What you are asked to do => Show all lines containing "porch" from the data below.

-*-*-

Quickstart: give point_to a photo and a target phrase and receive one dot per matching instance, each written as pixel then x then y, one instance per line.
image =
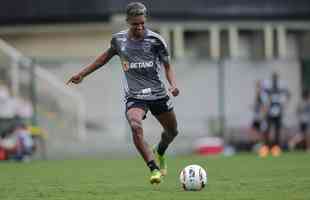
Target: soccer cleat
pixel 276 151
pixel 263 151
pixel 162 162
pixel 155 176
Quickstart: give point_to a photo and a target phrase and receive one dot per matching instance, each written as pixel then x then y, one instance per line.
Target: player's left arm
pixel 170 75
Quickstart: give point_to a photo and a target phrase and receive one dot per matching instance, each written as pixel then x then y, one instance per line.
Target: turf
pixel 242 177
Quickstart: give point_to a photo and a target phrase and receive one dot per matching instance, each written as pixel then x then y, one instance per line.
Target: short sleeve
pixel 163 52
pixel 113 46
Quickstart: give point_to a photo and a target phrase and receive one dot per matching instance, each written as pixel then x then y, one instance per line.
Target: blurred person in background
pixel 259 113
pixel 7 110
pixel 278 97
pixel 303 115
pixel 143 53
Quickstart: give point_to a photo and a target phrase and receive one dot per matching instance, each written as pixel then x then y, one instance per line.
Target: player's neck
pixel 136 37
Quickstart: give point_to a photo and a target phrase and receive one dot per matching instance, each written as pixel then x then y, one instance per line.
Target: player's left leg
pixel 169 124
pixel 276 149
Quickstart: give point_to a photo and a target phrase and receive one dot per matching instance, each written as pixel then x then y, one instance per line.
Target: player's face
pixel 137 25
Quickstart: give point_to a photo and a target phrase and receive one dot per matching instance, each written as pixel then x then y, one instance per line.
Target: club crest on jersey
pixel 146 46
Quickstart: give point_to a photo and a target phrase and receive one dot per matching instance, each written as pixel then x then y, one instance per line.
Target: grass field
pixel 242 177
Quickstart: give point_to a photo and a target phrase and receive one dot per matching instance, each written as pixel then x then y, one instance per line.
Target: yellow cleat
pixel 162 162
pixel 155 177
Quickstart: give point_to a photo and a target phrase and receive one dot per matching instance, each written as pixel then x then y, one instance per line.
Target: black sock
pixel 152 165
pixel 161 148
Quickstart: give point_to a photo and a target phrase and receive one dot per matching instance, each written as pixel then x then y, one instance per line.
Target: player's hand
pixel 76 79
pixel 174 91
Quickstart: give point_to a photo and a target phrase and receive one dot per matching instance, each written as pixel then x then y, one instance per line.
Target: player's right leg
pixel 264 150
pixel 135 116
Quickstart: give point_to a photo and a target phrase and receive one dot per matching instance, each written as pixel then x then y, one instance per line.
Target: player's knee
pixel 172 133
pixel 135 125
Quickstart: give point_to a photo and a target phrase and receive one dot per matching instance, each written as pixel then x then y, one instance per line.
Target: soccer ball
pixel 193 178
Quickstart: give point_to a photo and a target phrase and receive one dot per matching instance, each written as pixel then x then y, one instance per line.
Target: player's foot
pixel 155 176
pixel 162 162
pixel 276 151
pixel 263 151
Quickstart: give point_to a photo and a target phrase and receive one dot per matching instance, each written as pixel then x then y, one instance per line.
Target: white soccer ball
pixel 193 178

-*-*-

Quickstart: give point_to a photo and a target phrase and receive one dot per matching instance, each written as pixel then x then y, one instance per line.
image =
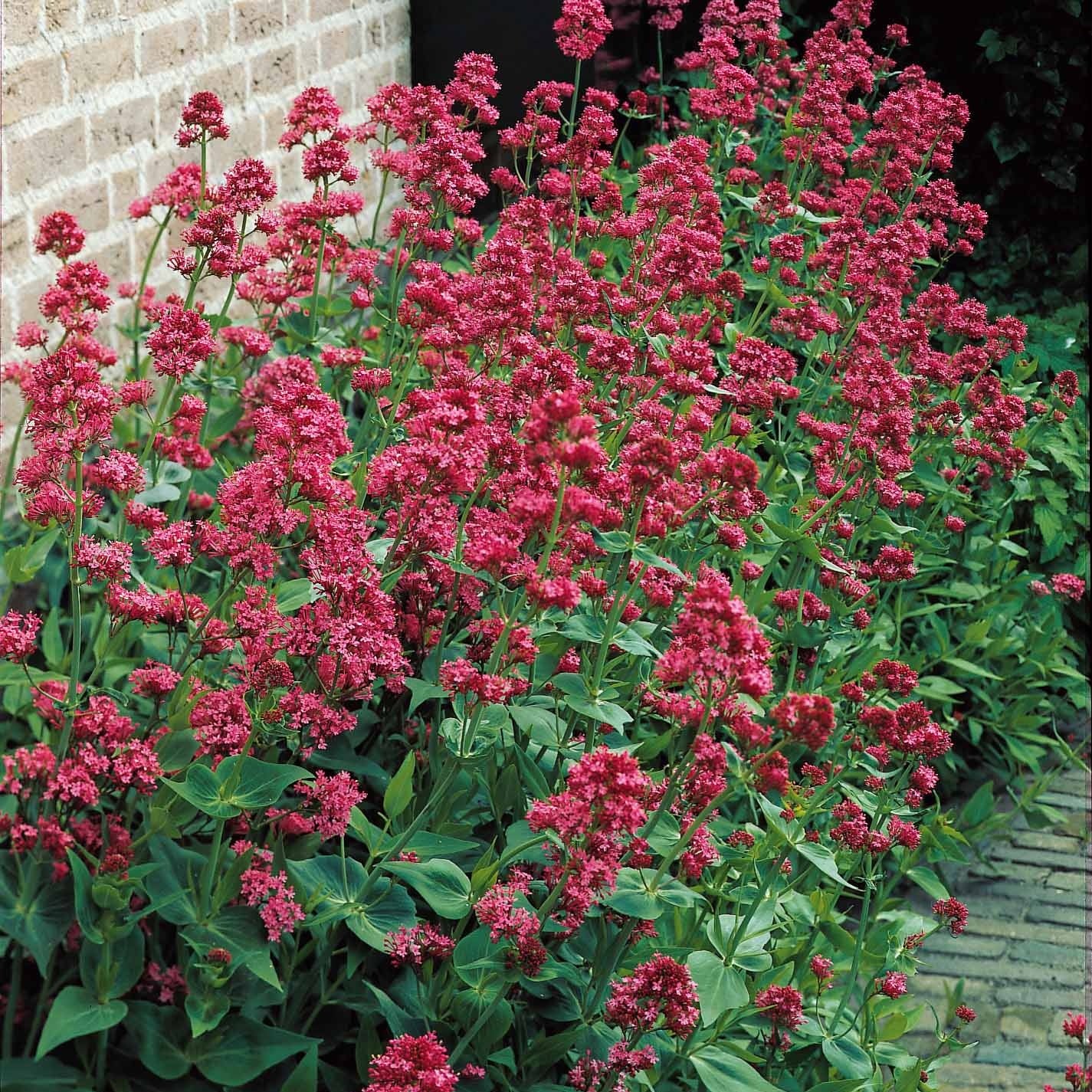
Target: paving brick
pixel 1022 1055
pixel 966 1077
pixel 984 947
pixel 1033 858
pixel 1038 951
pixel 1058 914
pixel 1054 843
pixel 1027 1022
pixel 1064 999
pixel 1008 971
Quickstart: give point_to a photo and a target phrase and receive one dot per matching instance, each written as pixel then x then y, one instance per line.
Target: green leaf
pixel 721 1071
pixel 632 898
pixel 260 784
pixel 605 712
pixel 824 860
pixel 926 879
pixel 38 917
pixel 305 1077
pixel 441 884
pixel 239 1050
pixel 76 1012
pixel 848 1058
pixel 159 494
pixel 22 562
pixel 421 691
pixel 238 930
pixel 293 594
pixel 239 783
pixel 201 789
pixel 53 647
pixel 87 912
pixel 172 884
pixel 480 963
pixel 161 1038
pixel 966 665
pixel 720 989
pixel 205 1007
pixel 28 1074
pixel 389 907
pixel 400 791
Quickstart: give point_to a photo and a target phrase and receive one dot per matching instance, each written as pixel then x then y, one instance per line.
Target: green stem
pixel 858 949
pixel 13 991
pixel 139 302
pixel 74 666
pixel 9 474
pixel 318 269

-*-*-

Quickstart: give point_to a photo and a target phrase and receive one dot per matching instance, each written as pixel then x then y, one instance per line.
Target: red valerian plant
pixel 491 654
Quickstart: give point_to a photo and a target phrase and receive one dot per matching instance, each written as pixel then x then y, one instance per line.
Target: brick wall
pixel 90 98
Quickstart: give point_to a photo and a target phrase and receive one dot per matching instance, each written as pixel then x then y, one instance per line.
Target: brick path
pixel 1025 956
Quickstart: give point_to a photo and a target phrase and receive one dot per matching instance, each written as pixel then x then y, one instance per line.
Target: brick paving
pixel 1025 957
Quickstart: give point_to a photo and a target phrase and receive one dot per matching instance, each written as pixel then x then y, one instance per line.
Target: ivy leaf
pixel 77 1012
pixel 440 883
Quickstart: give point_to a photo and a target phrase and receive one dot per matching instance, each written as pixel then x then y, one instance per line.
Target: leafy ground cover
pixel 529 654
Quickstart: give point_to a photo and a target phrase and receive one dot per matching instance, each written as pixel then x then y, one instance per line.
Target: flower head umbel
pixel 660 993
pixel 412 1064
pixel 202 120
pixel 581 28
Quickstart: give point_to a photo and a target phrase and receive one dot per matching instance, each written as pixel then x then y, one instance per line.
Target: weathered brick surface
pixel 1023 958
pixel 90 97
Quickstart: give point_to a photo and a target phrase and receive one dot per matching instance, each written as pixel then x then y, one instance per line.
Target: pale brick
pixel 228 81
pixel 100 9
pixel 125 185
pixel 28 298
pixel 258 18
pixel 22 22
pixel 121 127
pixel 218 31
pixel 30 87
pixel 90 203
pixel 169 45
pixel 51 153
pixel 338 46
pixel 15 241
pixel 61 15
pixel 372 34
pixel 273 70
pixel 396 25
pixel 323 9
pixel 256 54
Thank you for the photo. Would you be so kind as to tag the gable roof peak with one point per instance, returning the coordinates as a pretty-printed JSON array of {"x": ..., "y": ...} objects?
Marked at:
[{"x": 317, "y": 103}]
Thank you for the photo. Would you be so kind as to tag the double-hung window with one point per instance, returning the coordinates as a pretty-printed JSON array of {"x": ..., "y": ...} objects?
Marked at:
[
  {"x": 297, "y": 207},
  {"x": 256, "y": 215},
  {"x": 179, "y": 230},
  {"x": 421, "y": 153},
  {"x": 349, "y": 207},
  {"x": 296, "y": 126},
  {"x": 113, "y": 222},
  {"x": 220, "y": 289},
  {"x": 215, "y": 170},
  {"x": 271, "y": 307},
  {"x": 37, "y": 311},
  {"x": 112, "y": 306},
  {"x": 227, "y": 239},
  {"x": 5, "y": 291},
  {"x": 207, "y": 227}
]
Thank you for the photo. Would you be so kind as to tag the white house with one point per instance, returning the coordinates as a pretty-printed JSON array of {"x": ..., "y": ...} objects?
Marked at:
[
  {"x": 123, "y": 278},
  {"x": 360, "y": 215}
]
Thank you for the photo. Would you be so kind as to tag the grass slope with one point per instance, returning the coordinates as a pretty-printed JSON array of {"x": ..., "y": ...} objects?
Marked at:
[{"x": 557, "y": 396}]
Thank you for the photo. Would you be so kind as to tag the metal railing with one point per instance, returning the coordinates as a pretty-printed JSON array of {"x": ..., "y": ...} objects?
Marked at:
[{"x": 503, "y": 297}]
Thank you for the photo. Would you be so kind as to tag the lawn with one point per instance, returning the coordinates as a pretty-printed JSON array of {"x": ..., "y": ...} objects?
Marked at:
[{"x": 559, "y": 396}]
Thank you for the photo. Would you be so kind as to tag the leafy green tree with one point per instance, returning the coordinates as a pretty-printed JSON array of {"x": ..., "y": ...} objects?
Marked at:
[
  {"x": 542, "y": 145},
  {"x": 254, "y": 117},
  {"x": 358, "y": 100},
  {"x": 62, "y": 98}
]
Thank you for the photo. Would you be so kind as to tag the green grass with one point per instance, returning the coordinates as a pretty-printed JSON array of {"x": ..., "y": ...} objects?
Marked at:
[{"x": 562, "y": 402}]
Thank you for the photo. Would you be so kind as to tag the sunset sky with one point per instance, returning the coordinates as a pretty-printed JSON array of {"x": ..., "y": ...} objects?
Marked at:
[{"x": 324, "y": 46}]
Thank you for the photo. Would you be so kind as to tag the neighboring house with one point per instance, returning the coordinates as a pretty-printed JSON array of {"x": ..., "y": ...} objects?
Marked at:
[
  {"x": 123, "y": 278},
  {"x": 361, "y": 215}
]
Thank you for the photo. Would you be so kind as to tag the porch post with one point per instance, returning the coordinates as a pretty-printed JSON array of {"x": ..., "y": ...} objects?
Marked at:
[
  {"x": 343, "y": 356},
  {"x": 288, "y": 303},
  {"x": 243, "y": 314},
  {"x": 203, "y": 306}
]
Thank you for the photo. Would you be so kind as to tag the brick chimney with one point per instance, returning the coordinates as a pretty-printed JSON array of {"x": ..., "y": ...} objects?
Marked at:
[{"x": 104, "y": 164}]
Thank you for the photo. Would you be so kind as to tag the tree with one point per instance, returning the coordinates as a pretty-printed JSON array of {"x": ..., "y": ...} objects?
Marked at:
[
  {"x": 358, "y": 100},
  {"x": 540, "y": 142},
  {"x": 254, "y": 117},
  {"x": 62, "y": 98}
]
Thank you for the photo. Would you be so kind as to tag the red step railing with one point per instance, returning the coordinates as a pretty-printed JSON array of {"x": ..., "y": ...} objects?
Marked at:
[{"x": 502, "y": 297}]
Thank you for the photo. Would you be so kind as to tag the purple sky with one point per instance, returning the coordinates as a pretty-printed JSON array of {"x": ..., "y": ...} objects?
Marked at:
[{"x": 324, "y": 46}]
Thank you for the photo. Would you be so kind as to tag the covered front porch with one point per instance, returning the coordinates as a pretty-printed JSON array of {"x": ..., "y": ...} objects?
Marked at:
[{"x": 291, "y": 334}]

-*-*-

Expected answer =>
Thank you for the photo. Would you be so kind as to tag the porch post with one point per instance, returning the coordinates as a pretty-printed JSON array of {"x": ..., "y": ...} objects?
Thank you for the photo. Would you be so kind as to tag the covered front porch with one point per instance, returning the coordinates as a pretty-printed JSON array of {"x": ..., "y": ...} objects?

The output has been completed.